# Page excerpt:
# Best trick you've pulled.



## BurtonAvenger (Aug 14, 2007)

Tindy to Tailfish!


----------



## Guest (Apr 5, 2009)

cartwheel :laugh:


----------



## RidePowder (Oct 30, 2008)

back 3 melon


----------



## YanTheMan (Nov 10, 2008)

I get big air off of kickers,

Big FS 360 indy 

Front flip by accident.


----------



## Guest (Apr 5, 2009)

Sounding pretty sweet everybody!


----------



## Guest (Apr 5, 2009)

front 270 nose blunt on a flat down rail


----------



## Penguin (May 30, 2008)

One time I caught an edge and landed on my back, but instead of stopping, I rolled over and onto my feet again. I thought it was pretty cool at the time.

edit: I also acted like it was intentional.


----------



## Guest (Apr 6, 2009)

BS 270 to scorpion.


----------



## Guest (Apr 6, 2009)

Ya that's how I'm feel Snowwolf. Especially since I only got to go to my mountain 24 times, I've really gotten and it feels great being able to do tricks better than some people I know that go up every weekend. I've figured out why this is and it's because people that go up every weekend always put off stuff that they are scared of because they know they will be coming up next weekend. As for me I don't know if I will even go up again that year so I just go for whatever trick. And it's usually doing the trick for the first time that really makes you confident you can do it. That's my theory


----------



## stoepstyle (Sep 15, 2008)

1 Footed 180 Tail butter while riding up a poma tow haha. I put my foot behind be rear binding to pull it off. I dont ride park at all haha too busy going fast to mess around with butters with 2 feet strapped in


----------



## Catman (Mar 16, 2008)

front flip for me.It started out as a fs3 and I lost it and it ended up a front flip!I was just happy to ride away


----------



## Guest (Apr 6, 2009)

Snow-4-Ever said:


> Ya that's how I'm feel Snowwolf. Especially since I only got to go to my mountain 24 times, I've really gotten and it feels great being able to do tricks better than some people I know that go up every weekend. I've figured out why this is and it's because people that go up every weekend always put off stuff that they are scared of because they know they will be coming up next weekend. As for me I don't know if I will even go up again that year so I just go for whatever trick. And it's usually doing the trick for the first time that really makes you confident you can do it. That's my theory


I somewhat agree with you there are people that do this, but I feel that if I ride every weekend (and i do 3+ days (well did this season (rip 08-09 season))) I don't have to start over as much each time I ride, because even with like 4 days between riding I feel like I cant throw down on the first day back. So for me riding every weekend helps, but I'm also the kind of person that judges how hard they r riding based on how much I've hurt myself for that day.

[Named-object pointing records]

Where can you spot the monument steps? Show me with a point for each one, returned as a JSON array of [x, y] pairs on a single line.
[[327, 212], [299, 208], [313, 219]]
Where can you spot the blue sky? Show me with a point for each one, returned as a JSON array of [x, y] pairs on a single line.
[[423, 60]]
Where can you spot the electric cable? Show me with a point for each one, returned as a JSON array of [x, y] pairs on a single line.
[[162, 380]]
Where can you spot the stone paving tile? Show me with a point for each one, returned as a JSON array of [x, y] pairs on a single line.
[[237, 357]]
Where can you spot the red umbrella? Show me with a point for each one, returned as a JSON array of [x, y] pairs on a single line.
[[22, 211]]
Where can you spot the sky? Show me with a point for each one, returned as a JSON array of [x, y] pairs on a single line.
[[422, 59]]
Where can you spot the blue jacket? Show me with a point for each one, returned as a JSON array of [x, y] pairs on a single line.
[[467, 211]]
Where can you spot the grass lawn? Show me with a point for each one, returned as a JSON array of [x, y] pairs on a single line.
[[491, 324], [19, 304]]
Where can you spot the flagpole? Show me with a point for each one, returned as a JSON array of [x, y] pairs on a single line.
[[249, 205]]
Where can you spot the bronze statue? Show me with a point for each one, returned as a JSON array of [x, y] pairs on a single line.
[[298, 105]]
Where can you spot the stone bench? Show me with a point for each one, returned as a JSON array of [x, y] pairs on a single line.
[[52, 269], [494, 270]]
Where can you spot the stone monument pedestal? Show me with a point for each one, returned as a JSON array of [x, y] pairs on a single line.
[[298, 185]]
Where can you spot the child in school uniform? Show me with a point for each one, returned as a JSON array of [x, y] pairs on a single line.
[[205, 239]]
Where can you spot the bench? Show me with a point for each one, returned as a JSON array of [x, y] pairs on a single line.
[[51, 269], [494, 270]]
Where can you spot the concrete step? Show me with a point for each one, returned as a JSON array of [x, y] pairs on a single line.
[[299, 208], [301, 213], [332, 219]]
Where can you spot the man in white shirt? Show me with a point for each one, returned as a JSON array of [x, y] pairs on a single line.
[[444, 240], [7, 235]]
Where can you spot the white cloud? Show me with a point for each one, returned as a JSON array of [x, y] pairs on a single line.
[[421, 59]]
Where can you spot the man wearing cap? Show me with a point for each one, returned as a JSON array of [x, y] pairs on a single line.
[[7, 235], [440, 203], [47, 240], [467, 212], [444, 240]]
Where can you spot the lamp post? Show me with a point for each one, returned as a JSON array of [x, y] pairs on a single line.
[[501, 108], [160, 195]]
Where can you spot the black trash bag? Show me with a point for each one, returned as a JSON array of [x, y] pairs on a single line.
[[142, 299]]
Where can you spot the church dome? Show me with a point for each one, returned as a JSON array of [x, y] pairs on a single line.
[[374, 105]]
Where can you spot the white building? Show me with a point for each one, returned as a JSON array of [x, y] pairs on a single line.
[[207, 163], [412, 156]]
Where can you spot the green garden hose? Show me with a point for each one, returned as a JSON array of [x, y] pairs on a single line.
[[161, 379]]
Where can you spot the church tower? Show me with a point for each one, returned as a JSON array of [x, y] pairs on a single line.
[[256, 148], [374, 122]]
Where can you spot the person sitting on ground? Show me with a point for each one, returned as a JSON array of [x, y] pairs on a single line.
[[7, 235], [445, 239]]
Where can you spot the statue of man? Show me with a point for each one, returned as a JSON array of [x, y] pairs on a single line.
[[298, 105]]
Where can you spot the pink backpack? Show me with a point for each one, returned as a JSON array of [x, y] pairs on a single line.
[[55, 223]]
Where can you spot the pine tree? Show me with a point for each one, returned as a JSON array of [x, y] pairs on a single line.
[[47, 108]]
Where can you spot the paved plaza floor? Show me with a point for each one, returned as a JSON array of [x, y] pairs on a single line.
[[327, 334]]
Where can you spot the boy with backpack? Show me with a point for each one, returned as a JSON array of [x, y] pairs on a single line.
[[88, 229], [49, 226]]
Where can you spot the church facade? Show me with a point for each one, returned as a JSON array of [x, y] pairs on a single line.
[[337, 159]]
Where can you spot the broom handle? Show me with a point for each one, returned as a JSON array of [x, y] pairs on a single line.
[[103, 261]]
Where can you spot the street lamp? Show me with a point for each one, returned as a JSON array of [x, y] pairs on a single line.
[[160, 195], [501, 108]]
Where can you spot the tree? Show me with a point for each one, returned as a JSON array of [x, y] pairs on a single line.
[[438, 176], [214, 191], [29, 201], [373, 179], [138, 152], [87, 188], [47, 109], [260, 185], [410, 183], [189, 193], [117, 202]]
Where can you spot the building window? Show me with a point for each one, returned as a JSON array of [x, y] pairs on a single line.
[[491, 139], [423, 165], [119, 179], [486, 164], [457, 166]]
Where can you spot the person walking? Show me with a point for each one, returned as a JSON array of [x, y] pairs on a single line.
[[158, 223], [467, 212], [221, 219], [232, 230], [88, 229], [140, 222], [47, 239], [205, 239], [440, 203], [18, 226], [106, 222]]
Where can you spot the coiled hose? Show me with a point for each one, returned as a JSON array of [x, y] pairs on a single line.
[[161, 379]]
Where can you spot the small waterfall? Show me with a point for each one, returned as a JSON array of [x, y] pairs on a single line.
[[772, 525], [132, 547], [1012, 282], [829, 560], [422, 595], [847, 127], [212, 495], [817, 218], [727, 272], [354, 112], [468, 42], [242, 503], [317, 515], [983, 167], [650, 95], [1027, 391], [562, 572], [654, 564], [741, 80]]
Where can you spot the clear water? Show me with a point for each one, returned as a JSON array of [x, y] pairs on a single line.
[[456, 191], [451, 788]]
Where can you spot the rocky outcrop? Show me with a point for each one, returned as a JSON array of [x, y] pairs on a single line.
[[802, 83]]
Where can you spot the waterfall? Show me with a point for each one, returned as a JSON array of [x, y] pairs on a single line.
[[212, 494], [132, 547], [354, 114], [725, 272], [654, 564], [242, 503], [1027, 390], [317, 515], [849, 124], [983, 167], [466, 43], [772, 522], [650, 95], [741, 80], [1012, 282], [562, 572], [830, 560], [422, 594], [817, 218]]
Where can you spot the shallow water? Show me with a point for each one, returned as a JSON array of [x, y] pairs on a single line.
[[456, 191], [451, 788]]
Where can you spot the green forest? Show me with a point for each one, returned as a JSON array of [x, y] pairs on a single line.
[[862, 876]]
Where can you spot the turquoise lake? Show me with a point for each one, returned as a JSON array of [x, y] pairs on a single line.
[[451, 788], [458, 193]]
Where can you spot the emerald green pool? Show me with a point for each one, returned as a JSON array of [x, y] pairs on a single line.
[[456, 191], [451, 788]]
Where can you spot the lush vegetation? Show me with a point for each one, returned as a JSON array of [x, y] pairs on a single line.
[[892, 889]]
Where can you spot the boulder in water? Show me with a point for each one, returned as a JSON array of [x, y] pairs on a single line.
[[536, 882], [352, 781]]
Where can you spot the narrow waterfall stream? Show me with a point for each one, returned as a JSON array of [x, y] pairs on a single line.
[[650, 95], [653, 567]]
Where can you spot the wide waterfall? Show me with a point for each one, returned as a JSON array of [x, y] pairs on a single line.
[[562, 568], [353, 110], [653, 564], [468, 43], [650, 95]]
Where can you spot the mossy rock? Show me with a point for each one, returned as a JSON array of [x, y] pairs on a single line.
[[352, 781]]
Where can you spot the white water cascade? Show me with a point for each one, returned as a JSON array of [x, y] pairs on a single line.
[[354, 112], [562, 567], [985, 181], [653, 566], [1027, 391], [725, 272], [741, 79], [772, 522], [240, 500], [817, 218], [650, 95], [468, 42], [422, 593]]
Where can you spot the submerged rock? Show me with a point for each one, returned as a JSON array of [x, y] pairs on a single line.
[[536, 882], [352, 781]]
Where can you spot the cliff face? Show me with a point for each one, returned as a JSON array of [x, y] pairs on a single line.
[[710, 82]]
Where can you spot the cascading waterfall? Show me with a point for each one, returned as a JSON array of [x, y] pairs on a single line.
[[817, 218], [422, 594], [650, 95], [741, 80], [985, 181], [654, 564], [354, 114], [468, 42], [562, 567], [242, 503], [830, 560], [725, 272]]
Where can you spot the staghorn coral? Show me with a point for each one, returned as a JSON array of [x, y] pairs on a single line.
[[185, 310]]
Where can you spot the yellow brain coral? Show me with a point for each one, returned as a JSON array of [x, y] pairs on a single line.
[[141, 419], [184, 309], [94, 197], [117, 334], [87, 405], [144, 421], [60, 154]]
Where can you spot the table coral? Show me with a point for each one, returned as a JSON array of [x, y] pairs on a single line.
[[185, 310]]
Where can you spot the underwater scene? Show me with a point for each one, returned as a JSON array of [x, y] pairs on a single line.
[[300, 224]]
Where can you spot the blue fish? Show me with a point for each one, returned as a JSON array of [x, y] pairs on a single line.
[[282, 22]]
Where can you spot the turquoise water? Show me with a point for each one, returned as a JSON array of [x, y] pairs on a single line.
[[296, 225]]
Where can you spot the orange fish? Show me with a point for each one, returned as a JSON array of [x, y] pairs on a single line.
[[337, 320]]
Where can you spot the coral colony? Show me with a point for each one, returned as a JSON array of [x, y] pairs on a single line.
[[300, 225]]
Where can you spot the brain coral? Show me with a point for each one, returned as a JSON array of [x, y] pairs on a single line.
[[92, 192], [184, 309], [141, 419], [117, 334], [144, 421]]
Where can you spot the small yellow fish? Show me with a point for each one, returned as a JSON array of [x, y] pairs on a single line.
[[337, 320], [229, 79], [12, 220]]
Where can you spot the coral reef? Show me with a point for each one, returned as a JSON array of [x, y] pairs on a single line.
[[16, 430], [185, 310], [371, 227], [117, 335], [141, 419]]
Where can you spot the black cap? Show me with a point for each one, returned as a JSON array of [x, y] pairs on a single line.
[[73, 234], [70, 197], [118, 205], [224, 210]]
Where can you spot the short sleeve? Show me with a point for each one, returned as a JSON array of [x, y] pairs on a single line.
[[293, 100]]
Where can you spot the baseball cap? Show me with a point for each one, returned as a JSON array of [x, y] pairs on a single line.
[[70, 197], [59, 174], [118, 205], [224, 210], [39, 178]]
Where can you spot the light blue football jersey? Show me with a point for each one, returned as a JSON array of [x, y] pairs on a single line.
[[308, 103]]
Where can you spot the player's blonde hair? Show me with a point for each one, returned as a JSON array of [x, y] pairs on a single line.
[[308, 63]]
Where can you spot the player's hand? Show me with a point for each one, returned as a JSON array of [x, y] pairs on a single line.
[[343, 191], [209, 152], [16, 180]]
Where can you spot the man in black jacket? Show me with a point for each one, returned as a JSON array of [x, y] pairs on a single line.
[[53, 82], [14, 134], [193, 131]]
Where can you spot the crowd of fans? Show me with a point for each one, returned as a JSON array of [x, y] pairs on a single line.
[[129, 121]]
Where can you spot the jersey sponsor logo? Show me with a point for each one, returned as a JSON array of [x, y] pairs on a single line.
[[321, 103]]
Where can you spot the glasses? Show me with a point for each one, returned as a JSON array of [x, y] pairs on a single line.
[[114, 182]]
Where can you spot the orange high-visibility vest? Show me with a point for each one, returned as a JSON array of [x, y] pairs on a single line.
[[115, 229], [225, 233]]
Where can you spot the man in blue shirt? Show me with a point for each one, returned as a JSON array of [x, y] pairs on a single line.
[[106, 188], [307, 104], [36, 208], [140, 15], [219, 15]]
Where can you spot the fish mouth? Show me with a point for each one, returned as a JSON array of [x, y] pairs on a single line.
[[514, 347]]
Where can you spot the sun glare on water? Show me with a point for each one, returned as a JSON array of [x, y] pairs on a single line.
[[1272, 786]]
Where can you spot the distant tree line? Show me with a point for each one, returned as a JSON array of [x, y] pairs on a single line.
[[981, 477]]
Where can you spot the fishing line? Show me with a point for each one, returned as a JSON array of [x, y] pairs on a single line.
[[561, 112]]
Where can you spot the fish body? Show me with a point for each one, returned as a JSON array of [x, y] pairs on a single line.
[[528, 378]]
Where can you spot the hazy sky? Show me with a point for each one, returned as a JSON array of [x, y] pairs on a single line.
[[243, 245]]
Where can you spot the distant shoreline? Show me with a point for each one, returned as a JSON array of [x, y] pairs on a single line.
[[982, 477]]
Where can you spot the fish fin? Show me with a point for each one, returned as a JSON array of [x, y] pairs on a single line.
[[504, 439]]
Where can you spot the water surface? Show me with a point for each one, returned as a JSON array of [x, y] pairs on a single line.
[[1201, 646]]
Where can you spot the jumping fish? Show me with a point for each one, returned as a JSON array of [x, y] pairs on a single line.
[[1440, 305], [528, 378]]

# Given problem 1:
Answer from the snowboard trick thread:
(a) Which trick does RidePowder list?
(b) What does Penguin's edit add about the roll back onto the feet?
(c) In the post quoted as Snow-4-Ever's, how many times did the writer get to go to their mountain?
# Given problem 2:
In the rows starting at the line containing "Where can you spot the broom" and ending at the line containing "[[491, 139], [423, 165], [119, 179], [486, 164], [457, 166]]", substitute "lamppost" for "street lamp", leaving everything else unchanged. Output only those lines.
The forum thread and the rows come from separate, unrelated sources.

# Worked solution 1:
(a) Back 3 melon.
(b) Penguin also acted like it was intentional.
(c) 24 times.

# Worked solution 2:
Where can you spot the broom handle? Show me with a point for each one, returned as a JSON array of [x, y] pairs on a single line.
[[103, 261]]
Where can you spot the lamppost? Show me with a point for each one, returned as a JSON array of [x, y] pairs on a single line.
[[160, 195], [501, 108]]
Where can you spot the tree? Show me with a point for each one, returned as a JSON array of [x, y] pairs on a single line.
[[438, 176], [214, 191], [29, 201], [373, 179], [138, 152], [87, 188], [47, 109], [260, 185], [410, 183], [189, 193], [117, 202]]
Where can you spot the building window? Show me with a point for each one, returned as a JSON array of [x, y] pairs on a single line.
[[491, 139], [423, 165], [119, 179], [486, 164], [457, 166]]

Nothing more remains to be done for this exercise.